Source data:
::::

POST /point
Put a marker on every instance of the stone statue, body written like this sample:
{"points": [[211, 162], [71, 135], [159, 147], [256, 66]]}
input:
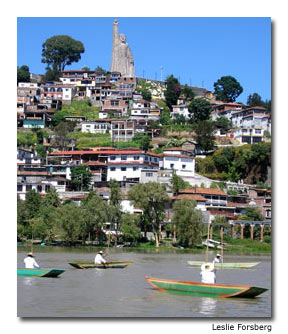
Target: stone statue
{"points": [[122, 58]]}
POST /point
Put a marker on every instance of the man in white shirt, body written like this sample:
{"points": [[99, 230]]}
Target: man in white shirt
{"points": [[217, 258], [99, 259], [30, 262], [208, 273]]}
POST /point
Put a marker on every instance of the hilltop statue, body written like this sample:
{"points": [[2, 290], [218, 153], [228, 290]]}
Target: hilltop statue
{"points": [[122, 58]]}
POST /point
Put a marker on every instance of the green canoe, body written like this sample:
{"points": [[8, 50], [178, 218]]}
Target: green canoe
{"points": [[239, 265], [203, 289], [107, 265], [41, 272]]}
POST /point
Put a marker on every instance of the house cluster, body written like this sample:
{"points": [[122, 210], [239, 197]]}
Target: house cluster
{"points": [[129, 167], [249, 124]]}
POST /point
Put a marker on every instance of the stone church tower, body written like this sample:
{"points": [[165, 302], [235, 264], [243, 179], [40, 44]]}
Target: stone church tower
{"points": [[122, 58]]}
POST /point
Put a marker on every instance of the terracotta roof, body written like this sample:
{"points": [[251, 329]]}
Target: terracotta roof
{"points": [[94, 163], [177, 156], [27, 173], [208, 191], [198, 198], [112, 152]]}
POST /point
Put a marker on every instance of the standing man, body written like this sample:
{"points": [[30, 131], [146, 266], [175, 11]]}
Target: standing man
{"points": [[207, 273], [30, 262], [217, 258], [99, 259]]}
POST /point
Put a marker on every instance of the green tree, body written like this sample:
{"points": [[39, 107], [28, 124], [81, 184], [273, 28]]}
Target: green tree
{"points": [[252, 214], [204, 135], [223, 123], [70, 219], [172, 92], [115, 206], [51, 74], [178, 183], [188, 93], [60, 51], [254, 100], [23, 74], [81, 178], [151, 197], [143, 140], [188, 221], [200, 110], [227, 89], [32, 203], [96, 214], [130, 227]]}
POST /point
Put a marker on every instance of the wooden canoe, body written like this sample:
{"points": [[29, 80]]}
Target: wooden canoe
{"points": [[41, 272], [225, 265], [107, 265], [203, 289]]}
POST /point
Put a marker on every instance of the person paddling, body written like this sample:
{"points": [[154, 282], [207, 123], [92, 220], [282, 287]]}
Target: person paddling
{"points": [[207, 273], [99, 259], [217, 258], [30, 262]]}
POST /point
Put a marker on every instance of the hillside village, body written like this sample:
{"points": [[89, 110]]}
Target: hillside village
{"points": [[119, 127]]}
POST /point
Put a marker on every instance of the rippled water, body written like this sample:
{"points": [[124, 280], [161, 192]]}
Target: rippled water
{"points": [[125, 293]]}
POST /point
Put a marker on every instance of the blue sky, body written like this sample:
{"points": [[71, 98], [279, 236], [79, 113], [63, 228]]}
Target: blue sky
{"points": [[198, 51]]}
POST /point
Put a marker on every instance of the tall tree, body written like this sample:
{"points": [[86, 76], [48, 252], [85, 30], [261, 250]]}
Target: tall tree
{"points": [[151, 197], [81, 178], [115, 207], [227, 89], [23, 74], [200, 110], [188, 221], [172, 92], [60, 51]]}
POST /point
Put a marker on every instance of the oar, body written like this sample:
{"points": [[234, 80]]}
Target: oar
{"points": [[222, 248], [207, 242]]}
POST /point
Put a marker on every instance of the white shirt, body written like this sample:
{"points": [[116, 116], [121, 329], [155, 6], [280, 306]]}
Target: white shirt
{"points": [[208, 277], [30, 263], [99, 259]]}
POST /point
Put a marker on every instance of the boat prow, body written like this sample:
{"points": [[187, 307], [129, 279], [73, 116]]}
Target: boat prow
{"points": [[204, 289], [39, 272], [107, 265]]}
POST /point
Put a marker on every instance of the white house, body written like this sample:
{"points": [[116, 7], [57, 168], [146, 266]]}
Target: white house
{"points": [[180, 110], [178, 160]]}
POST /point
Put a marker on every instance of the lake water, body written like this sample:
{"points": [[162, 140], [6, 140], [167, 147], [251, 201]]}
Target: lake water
{"points": [[114, 293]]}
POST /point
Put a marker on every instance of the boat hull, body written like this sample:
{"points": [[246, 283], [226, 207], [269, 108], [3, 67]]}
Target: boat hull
{"points": [[107, 265], [239, 265], [203, 289], [42, 272]]}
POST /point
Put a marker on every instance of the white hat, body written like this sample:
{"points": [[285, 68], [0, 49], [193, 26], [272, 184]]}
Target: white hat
{"points": [[207, 266]]}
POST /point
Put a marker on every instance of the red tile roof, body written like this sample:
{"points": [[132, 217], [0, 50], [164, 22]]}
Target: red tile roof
{"points": [[198, 198], [206, 191]]}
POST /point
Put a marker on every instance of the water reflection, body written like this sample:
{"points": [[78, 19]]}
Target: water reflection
{"points": [[208, 306]]}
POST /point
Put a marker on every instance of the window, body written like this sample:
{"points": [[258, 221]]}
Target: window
{"points": [[28, 187]]}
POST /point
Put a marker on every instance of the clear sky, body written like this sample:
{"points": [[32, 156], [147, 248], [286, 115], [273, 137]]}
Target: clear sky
{"points": [[198, 51]]}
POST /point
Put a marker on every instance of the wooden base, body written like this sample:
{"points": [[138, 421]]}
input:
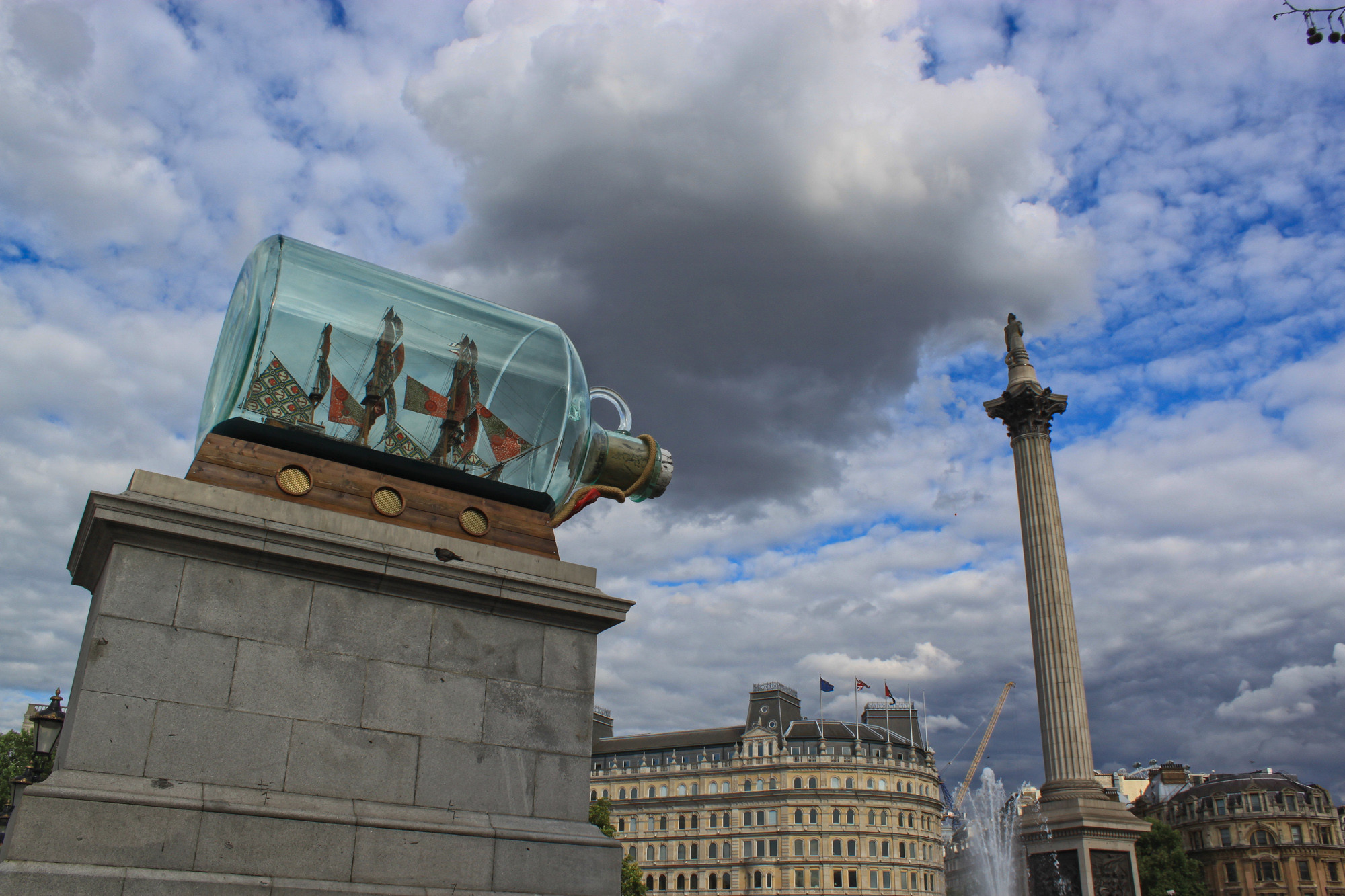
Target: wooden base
{"points": [[245, 466]]}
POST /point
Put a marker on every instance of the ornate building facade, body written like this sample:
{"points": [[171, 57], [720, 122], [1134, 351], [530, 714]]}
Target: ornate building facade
{"points": [[781, 803], [1257, 833]]}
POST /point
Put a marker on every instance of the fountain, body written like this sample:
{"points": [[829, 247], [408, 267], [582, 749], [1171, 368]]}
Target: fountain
{"points": [[993, 840]]}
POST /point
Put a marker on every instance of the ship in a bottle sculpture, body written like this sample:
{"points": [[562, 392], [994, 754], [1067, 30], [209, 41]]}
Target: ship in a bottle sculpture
{"points": [[336, 377]]}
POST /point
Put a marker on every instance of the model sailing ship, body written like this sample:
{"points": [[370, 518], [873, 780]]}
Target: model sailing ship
{"points": [[276, 395]]}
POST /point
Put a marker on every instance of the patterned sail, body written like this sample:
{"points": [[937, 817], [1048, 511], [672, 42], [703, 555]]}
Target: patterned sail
{"points": [[506, 444], [275, 393], [397, 442], [344, 407]]}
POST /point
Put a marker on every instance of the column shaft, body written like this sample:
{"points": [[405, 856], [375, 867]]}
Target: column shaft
{"points": [[1067, 744]]}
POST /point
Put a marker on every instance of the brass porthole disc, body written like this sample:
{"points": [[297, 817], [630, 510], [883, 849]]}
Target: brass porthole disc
{"points": [[294, 481], [388, 501], [474, 522]]}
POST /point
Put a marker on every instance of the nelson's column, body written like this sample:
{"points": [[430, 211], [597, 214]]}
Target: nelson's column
{"points": [[1082, 840]]}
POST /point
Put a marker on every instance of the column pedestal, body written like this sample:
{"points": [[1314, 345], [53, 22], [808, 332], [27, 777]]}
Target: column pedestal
{"points": [[278, 698]]}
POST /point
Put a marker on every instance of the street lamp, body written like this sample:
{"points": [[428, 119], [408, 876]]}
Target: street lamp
{"points": [[21, 783], [48, 727]]}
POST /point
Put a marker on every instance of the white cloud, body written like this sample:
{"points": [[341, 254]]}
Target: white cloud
{"points": [[925, 663], [778, 202], [1292, 693]]}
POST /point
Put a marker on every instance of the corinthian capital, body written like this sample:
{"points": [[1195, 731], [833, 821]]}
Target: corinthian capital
{"points": [[1026, 408]]}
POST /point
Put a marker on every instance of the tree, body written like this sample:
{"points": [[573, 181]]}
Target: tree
{"points": [[1335, 22], [15, 755], [601, 815], [1164, 865]]}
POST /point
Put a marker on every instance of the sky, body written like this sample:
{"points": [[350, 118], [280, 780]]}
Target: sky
{"points": [[789, 235]]}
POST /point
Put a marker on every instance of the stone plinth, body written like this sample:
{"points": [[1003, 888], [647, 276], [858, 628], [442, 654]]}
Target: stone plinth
{"points": [[1081, 845], [279, 698]]}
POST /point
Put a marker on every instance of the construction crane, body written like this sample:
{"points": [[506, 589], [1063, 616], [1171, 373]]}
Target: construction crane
{"points": [[981, 751]]}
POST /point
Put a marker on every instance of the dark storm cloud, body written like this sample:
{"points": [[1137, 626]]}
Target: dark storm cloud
{"points": [[748, 217]]}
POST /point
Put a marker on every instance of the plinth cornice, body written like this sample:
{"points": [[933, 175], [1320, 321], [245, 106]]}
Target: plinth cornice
{"points": [[1027, 408]]}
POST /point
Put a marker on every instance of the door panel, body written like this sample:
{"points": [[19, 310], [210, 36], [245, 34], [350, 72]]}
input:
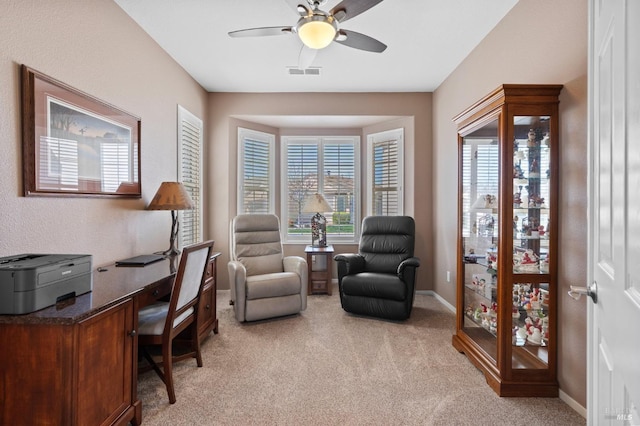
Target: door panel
{"points": [[614, 75]]}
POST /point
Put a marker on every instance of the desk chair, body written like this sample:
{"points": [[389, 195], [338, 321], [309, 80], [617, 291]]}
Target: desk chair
{"points": [[159, 324]]}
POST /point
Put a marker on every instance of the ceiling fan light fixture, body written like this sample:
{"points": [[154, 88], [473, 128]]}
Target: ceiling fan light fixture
{"points": [[317, 31]]}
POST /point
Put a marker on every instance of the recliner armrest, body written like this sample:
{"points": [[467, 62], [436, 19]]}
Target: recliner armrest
{"points": [[354, 262], [412, 262], [298, 265], [237, 284]]}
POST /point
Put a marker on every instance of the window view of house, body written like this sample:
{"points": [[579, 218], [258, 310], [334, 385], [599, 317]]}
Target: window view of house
{"points": [[325, 165]]}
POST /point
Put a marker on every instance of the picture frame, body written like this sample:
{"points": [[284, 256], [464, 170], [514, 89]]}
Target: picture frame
{"points": [[75, 145]]}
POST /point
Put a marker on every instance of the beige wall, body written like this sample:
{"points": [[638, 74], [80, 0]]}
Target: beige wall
{"points": [[415, 108], [95, 47], [539, 41]]}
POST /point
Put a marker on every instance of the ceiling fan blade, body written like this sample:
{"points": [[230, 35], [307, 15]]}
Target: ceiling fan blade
{"points": [[347, 9], [260, 32], [300, 6], [306, 57], [360, 41]]}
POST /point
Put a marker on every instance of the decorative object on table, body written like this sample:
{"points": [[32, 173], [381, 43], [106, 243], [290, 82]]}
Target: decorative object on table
{"points": [[172, 196], [485, 201], [317, 204], [74, 144]]}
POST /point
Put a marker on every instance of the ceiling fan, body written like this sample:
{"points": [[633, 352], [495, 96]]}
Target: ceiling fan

::::

◆ SET PROBLEM ◆
How many lines of the items above contain the string "hillside"? Reply with the number alone.

◆ TASK RESPONSE ◆
2